(GIVEN RECORDS):
START

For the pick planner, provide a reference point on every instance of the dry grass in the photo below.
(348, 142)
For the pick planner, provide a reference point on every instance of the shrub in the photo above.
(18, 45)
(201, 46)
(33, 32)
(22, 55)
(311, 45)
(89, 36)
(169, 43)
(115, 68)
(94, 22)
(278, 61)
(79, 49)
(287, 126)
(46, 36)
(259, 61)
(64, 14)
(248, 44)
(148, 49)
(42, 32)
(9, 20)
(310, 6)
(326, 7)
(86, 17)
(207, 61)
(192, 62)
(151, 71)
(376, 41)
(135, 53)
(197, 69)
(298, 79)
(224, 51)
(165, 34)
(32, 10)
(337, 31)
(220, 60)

END

(WRITTEN REQUEST): Transcribe every line of the data, exactly as it stands.

(IN RESPONSE):
For the pick planner, provide a reference point on every instance of the dry grass in the photo below.
(348, 142)
For the pick planner, provide a reference point on every instance of the shrub in the photo above.
(18, 45)
(201, 46)
(33, 32)
(22, 55)
(311, 45)
(89, 36)
(169, 43)
(115, 68)
(94, 22)
(278, 61)
(79, 49)
(287, 126)
(46, 36)
(259, 61)
(64, 14)
(248, 44)
(148, 49)
(42, 32)
(9, 20)
(310, 6)
(326, 7)
(86, 17)
(207, 61)
(192, 62)
(151, 71)
(376, 41)
(135, 53)
(197, 69)
(298, 79)
(224, 51)
(165, 34)
(32, 10)
(337, 31)
(220, 60)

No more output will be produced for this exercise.